Hacker News new | past | comments | ask | show | jobs | submit login
Camlistore – open-source personal storage system for life (camlistore.org)
190 points by hswolff on June 3, 2014 | hide | past | favorite | 45 comments



I can't quite grasp what this is (as in, what the software is, is that a server, a client, or a combination of both), or how could I get started in using it.

>Your data should be alive in 80 years, especially if you are

Is there any special significane for 80 years? And exactly how is it safe? The "Download" sections have me installing the server on my box, and my hdd certainly won't survive 80 years.

Under storage, it says that

>Implementations are trivial and exist for local disk, Amazon S3, Google Storage, etc.

How does encryption work? I can't seem to find out at which step the encryption is done (client side, or server side?). The home page mentions it's "private by default", considering that I don't know that much about security and cryptography in general, how safe would I be in using this, for whatever purposes that it could be used for.

Mention under potential use cases: filesystems backups and Document management CMS. That's ... interesting.


I am not authoritative, but a glance at the documentation suggests encryption is not explicitly part of this spec. Since a blob may be anything, one instance of a blob can be a file encrypted by external means.

I believe Private by default just indicates that objects are not exposed until they are shared: like a file system is private by default and a Github repo is not.


Looks like there is an encrypt module that uses AES-128: http://camlistore.org/pkg/blobserver/encrypt/. The modules are composable so you could encrypt your remote replicas of the main store (or hopefully all of them?)

* [Set problem 1]:
In the Camlistore thread, why does the first reply suggest that encryption can still be handled even though it is not explicitly part of the spec?
* [Set problem 2]:
Can you shorten the paragraph of the Camlistore thread that begins "How does encryption work?" into a bulleted list that keeps its main points?
* [Set problem 3]:
Continue the Camlistore thread from its last reply.

* [Data section]:
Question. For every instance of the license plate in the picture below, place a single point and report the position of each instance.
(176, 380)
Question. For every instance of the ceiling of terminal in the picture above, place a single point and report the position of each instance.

* [Final result 1]:
A blob may be anything, so one blob can be a file that has already been encrypted by external means.

* [Final result 2]:
- The commenter asks how encryption works and cannot find out whether it happens on the client side or the server side.
- The home page calls the system "private by default."
- Knowing little about security and cryptography, the commenter asks how safe it would be to use, whatever its purposes.

* [Final result 3]:
Brad Fitzpatrick talks about it as a "data dump truck". You put everything you have into it, and it takes it when you want it to go.

What's cool is that you can abstract where it's stored... want to use S3? Point your data there. Google Drive? Point your data there. Instead of the user interface and middleware of syncing and storing being directly tied to a storage backend (a la Dropbox, Google Drive), Camlistore allows you to separate it.

At least that's how I think of it... I might be wrong. :)


Just an FYI, its still pretty unfinished, so that's partially why the website/documentation isn't more clear about its purpose.

I imagine that description getting better when they start wanting more end users to use it.

Right now they have a bunch of pages which are html with 0 css styling, cause it ain't done yet. Despite these things, I find camlistore extremely cool, and look forward to it's growth.


If you're confused as to what this project is about or why it's important, I highly recommend watching the first ~10 minutes of the video posted on the main site. Brad Fitzgerald does a much better way of explaining the value proposition.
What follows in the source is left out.